-- Begin Information shown --
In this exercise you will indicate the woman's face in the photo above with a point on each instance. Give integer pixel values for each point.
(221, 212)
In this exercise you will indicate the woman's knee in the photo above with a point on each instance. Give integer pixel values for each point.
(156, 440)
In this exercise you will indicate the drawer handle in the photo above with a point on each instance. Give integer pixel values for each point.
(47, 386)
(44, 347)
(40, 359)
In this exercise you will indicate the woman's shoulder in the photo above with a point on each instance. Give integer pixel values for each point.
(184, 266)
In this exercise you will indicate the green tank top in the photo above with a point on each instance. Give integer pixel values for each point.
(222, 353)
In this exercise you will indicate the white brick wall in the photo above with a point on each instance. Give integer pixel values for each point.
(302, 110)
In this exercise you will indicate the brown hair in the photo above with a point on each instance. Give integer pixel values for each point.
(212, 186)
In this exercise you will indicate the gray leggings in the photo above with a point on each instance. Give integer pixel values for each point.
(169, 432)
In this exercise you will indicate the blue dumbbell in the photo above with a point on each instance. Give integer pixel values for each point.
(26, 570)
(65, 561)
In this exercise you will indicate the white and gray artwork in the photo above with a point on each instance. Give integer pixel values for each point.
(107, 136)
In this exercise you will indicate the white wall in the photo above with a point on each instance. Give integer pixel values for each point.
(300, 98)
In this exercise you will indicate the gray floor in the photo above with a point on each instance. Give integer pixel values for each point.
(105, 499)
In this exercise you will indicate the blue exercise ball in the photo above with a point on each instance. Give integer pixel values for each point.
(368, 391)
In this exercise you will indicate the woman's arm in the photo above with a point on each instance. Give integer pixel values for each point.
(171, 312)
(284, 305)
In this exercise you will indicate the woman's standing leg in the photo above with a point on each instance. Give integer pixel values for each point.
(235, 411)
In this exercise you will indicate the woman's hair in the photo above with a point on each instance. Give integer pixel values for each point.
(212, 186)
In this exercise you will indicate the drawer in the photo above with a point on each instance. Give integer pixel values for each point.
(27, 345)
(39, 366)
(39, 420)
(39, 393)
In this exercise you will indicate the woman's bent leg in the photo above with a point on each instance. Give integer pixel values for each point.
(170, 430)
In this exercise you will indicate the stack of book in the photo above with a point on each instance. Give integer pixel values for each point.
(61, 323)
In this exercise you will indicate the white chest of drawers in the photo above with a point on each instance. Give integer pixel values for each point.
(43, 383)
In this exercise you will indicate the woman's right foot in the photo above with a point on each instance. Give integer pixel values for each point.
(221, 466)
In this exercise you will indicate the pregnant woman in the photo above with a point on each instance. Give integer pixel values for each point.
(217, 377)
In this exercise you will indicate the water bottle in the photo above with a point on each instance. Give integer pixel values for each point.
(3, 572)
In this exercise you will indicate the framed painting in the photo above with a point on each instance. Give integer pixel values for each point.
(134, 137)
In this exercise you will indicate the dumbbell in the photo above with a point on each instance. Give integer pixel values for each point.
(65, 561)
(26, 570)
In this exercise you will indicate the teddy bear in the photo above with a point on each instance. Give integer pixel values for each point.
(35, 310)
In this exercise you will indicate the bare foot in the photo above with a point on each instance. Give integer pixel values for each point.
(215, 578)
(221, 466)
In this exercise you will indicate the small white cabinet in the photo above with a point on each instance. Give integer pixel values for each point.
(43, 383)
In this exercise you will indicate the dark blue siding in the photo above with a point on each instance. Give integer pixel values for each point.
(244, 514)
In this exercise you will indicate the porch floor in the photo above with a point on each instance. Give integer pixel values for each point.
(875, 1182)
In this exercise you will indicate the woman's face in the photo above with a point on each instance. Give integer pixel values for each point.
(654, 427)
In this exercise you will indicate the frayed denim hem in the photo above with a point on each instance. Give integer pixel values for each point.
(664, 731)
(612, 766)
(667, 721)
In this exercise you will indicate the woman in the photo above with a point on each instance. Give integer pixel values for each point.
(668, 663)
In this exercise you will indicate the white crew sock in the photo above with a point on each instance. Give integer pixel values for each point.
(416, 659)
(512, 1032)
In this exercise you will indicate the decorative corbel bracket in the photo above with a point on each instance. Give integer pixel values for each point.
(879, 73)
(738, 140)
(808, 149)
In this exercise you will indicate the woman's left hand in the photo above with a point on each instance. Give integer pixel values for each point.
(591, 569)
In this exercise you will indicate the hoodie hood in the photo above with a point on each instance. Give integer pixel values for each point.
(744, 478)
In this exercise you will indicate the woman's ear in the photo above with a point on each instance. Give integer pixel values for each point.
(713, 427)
-- End Information shown --
## Problem description
Lay out the lines of the records as a Markdown table with the columns Row and Line text, starting with the line that contains "In this exercise you will indicate the porch" and going on through the last line of the records. Number each row and leave out blank lines.

## Full answer
| Row | Line text |
|---|---|
| 1 | In this exercise you will indicate the porch floor in the photo above with a point on each instance. Give integer pixel values for each point. |
| 2 | (875, 1182) |
| 3 | In this exercise you will indicate the woman's face in the photo above with a point on each instance. Give integer pixel values for each point. |
| 4 | (654, 427) |
| 5 | In this exercise you will indicate the frayed denim hem in the photo above with a point on each instance. Give integer pixel values for each point. |
| 6 | (664, 731) |
| 7 | (612, 766) |
| 8 | (667, 721) |
| 9 | In this exercise you will indicate the woman in the photo above with a point on each instance. Give integer pixel values for each point. |
| 10 | (668, 663) |
| 11 | In this exercise you will indicate the white crew sock in the photo above with a point on each instance. Give integer pixel values for each point. |
| 12 | (416, 659) |
| 13 | (512, 1032) |
| 14 | In this exercise you will indicate the decorative corbel bracket in the photo above with a point on each instance. Give integer pixel values for each point. |
| 15 | (879, 73) |
| 16 | (738, 140) |
| 17 | (808, 149) |
| 18 | In this exercise you will indicate the woman's left hand in the photo above with a point on each instance. Give integer pixel values for each point. |
| 19 | (591, 569) |
| 20 | In this exercise you will indicate the hoodie hood in the photo above with a point on each instance. Give integer pixel values for each point. |
| 21 | (744, 478) |
| 22 | In this exercise you will indicate the woman's ear in the photo above with a point on each instance. Give integer pixel values for each point. |
| 23 | (713, 427) |